▼

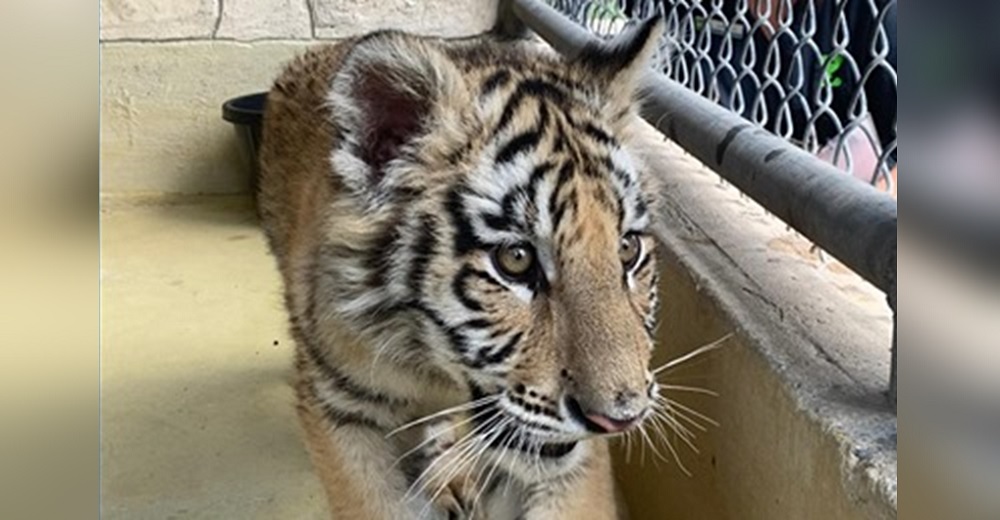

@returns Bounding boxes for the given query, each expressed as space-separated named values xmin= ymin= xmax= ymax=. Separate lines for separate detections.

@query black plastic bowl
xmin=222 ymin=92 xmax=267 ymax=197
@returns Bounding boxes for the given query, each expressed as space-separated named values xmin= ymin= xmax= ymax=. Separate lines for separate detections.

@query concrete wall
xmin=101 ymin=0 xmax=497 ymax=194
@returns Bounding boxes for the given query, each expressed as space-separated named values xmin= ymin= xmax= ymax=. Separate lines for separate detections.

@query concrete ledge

▲

Lay out every line of the data above as a Markdown table with the columns "Row" and "Line", numbering the rows in order and leaving out blank lines and the pictures.

| Row | Line |
|---|---|
| 1 | @returns Bounding boxes for the given query, each expressed as space-separated named values xmin= ymin= xmax= ymax=. Separate lines for separate detections. |
| 2 | @query black plastic bowl |
| 3 | xmin=222 ymin=92 xmax=267 ymax=197 |
| 4 | @returns Bounding boxes for the given query, each expressed as space-separated named values xmin= ymin= xmax= ymax=. Separate lines for separate detections. |
| 5 | @query concrete wall |
| 6 | xmin=101 ymin=0 xmax=497 ymax=194 |
| 7 | @returns Bounding boxes for the given query, each expressed as space-separated named values xmin= ymin= xmax= ymax=. Separate lines for separate detections. |
| 8 | @query concrete ledge |